___ RECORDED INFORMATION

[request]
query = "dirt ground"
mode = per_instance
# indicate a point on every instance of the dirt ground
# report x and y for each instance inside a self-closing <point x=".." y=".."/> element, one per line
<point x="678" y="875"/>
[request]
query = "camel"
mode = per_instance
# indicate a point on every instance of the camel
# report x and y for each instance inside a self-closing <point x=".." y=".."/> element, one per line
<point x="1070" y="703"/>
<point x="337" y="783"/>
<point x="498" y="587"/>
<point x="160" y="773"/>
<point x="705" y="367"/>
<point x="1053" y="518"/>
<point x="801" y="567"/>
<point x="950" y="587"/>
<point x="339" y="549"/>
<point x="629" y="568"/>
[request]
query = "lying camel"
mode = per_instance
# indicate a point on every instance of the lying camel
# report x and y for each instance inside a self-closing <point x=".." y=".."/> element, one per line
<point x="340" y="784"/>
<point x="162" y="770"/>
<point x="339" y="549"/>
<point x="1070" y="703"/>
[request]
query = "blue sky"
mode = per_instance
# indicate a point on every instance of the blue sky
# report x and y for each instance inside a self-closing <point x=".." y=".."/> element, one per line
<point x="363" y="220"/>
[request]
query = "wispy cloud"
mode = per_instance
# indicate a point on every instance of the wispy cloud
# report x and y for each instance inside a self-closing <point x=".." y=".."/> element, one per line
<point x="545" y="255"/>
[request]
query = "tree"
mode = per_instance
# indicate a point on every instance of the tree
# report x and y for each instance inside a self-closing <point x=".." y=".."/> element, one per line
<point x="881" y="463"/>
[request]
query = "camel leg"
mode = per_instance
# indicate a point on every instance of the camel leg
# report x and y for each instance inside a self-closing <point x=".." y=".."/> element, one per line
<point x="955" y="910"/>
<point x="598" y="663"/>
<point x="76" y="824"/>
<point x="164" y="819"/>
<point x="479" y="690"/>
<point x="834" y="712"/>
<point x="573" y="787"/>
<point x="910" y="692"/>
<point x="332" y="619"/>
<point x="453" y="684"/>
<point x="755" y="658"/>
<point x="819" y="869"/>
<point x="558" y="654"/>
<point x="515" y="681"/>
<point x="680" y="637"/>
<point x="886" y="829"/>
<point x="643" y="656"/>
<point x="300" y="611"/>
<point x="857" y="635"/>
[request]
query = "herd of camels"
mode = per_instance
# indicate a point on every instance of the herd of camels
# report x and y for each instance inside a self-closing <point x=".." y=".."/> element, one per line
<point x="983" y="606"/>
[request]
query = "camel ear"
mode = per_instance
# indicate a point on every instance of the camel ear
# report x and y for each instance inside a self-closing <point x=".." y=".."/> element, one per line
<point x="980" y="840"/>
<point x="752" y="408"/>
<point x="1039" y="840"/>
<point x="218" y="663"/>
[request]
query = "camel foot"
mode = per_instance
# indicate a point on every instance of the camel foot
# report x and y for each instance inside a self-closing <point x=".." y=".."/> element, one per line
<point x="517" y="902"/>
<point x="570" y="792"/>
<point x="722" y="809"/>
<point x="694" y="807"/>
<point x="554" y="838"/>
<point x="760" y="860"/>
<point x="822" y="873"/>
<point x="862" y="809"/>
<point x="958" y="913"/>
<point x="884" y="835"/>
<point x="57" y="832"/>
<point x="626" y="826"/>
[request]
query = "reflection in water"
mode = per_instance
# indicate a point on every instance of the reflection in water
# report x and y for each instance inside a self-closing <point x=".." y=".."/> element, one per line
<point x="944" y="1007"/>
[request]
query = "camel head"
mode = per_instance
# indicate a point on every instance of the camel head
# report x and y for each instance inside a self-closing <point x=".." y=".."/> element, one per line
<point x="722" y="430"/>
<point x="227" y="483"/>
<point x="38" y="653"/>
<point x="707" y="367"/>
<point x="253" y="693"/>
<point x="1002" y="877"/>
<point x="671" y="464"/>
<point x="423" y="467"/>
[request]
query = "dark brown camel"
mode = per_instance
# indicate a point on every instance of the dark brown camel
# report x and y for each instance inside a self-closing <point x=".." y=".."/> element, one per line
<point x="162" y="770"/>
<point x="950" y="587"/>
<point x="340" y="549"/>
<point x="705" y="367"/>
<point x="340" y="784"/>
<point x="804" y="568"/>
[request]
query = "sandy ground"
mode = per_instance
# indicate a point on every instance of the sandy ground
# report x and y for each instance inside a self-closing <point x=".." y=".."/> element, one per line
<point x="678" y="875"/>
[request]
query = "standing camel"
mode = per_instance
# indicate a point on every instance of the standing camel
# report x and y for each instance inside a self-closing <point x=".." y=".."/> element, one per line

______

* _STATED TASK_
Report every line above that contains the string "foot", treating uppercase and lowercase as different.

* _RESULT_
query = "camel foot"
# indicate a point on every instance of the camel foot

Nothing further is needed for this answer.